* Begin DOCUMENT SECTION *

In November 1995, Emir Hamad Al Thani, only five months after he had overthrown his father’s regime, announced that Qatar would directly elect the 29 seats in the CMC. Before Emir Hamad made his announcement, the CMC’s seats were filled by emiri appointment. His announcement “surprised almost everyone in his country and the rest of the Gulf.”6 The CMC has advisory powers and works with the Ministry for Municipal Affairs and Agriculture on issues related to city services like road construction and maintenance, water and sanitation services, and parks and recreation. The CMC makes recommendations to the ministry; in the event of disagreement, issues can be brought to the Council of Ministers for resolution.

Making the CMC an elected body was part of a broader effort to change some of Qatar’s national political institutions and leadership. The emir amended Qatar’s constitution to separate the powers of the prime minister and emir; previously, the emir had held both positions. He then named his brother, Sheikh Abdallah bin Khalifa Al Thani, as the new prime minister.7 The emir also expanded the seats in Qatar’s Consultative Council (an appointed national body) to 35, appointed new members to fill these seats and changed some cabinet ministers. The emir even appointed the first female undersecretary for education in the Gulf, Sheikha Ahmad al-Mahmoud.8 About a week later, the emir convened the new council and cabinet and stressed Qatar’s desire to be an integral part of the Gulf Cooperation Council (GCC) order, resolving disputes in a peaceful manner in accordance with international law.9 Relations with the GCC were strained when member-states hosted the emir’s ousted father and refused Qatar’s request for a meeting to discuss the discovery of a coup plot.

* End DOCUMENT SECTION *
* Begin LISTED RECORDS *

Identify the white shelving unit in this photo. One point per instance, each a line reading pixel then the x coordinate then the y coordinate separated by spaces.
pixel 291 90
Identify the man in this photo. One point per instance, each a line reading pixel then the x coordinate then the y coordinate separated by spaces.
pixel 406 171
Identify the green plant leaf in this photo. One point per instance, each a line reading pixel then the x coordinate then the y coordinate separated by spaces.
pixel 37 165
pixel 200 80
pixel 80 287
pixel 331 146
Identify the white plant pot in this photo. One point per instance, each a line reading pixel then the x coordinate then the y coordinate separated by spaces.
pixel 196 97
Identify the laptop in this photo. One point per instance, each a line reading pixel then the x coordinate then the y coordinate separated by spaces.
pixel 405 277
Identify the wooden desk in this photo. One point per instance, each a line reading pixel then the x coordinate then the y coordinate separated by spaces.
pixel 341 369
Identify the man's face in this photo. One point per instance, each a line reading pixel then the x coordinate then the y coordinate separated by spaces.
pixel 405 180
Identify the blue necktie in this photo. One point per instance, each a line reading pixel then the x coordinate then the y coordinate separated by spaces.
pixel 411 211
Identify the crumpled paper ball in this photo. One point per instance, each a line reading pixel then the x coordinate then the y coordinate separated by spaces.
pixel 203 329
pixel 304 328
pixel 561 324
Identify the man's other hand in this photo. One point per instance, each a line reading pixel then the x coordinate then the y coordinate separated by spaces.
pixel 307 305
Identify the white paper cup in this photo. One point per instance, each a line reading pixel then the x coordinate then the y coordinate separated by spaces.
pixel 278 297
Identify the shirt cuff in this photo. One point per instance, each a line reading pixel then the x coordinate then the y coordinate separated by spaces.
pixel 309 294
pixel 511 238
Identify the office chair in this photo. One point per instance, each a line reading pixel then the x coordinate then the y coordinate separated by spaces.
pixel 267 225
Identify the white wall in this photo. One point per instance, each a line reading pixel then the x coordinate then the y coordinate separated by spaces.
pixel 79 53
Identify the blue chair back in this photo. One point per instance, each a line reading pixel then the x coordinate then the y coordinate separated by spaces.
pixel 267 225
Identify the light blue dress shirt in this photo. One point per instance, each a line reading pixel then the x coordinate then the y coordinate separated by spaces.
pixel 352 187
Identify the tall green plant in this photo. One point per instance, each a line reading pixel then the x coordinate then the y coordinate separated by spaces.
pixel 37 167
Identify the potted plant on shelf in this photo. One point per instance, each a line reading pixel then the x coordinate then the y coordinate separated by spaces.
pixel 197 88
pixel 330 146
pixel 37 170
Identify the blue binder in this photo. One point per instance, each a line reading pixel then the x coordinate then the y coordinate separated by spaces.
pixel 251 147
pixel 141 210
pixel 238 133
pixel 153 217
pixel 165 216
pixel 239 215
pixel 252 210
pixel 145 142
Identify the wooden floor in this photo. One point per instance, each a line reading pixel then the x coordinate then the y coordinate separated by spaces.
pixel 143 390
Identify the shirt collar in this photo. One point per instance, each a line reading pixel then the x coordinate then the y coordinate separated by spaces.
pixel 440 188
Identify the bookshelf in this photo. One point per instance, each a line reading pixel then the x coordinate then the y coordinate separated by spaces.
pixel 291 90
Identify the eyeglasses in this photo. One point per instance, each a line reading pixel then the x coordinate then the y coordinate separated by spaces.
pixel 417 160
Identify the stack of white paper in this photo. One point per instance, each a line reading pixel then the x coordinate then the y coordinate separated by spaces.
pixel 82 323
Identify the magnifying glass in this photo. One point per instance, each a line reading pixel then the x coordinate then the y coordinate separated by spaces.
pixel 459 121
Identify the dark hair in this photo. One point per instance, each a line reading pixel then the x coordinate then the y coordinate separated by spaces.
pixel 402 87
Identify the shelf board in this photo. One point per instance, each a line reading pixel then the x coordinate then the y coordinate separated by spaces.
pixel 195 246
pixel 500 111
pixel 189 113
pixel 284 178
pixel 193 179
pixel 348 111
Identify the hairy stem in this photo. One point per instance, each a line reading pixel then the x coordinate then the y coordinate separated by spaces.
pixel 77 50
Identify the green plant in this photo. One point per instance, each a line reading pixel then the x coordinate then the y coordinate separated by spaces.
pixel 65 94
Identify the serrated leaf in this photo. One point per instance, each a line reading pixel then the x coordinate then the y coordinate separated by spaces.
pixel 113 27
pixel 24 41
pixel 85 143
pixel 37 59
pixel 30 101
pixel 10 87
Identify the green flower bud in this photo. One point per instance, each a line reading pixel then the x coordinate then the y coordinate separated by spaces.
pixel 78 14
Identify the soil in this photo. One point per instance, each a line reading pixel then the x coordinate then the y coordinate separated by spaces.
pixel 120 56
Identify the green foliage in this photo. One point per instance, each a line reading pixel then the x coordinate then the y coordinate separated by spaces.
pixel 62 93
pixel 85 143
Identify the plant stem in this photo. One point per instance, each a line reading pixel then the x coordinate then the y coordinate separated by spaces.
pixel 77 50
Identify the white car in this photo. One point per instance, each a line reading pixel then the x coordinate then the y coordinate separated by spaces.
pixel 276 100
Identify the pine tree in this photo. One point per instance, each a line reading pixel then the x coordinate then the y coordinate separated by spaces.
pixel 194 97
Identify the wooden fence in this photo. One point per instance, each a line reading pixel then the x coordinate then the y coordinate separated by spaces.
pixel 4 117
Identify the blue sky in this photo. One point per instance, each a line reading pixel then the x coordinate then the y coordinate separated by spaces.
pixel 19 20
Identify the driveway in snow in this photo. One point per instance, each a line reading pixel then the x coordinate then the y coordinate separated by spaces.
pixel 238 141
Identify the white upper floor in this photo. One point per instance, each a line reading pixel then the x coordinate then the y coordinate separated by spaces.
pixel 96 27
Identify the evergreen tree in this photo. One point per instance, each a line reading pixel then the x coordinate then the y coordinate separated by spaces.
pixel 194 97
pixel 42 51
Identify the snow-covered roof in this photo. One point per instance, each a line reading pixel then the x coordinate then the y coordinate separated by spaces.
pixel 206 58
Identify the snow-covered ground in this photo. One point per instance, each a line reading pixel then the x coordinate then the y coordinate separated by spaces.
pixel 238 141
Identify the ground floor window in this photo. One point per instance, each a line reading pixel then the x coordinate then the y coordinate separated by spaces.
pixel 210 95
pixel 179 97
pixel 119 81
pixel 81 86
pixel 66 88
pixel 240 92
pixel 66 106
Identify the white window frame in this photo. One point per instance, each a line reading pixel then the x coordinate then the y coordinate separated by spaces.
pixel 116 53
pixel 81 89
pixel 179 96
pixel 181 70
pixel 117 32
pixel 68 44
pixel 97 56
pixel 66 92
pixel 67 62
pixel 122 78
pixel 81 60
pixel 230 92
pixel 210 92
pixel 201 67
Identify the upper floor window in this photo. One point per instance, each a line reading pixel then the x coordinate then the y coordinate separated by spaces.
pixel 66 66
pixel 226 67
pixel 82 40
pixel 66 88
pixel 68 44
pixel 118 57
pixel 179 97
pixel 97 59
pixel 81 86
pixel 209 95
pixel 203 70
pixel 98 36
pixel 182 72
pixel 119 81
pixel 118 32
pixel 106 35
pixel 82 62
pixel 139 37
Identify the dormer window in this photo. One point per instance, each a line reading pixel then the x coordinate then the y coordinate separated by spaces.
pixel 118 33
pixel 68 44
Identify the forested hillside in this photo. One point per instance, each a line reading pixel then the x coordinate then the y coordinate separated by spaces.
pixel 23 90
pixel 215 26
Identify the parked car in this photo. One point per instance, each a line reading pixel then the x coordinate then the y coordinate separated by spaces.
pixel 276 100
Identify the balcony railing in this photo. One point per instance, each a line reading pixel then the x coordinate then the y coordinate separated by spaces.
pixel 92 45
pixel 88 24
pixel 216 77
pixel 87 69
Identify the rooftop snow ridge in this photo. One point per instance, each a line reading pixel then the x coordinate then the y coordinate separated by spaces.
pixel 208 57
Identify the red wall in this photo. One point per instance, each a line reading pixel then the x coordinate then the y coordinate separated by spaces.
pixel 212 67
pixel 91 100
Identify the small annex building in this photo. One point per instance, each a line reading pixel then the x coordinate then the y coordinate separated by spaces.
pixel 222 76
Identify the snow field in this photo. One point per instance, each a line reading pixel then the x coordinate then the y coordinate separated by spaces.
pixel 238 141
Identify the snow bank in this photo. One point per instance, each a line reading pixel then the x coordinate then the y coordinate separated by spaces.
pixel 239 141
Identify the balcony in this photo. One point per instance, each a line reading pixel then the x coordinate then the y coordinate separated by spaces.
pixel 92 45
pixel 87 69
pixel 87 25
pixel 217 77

* End LISTED RECORDS *

§ **OBJECTIVE A**:
In the Qatar reform passage, how many seats did the emir give the Consultative Council?
§ **OBJECTIVE B**:
Please output the Qatar reform passage word for word. Begin at the words "In November 1995, Emir" and stop after "Ministers for resolution.".
§ **OBJECTIVE C**:
Name every person the Qatar reform passage identifies by name.
The listing isn't needed for this work.

§ **WRITTEN REPLY A**:
35

§ **WRITTEN REPLY B**:
In November 1995, Emir Hamad Al Thani, only five months after he had overthrown his father’s regime, announced that Qatar would directly elect the 29 seats in the CMC. Before Emir Hamad made his announcement, the CMC’s seats were filled by emiri appointment. His announcement “surprised almost everyone in his country and the rest of the Gulf.”6 The CMC has advisory powers and works with the Ministry for Municipal Affairs and Agriculture on issues related to city services like road construction and maintenance, water and sanitation services, and parks and recreation. The CMC makes recommendations to the ministry; in the event of disagreement, issues can be brought to the Council of Ministers for resolution.

§ **WRITTEN REPLY C**:
Emir Hamad Al Thani, Sheikh Abdallah bin Khalifa Al Thani, Sheikha Ahmad al-Mahmoud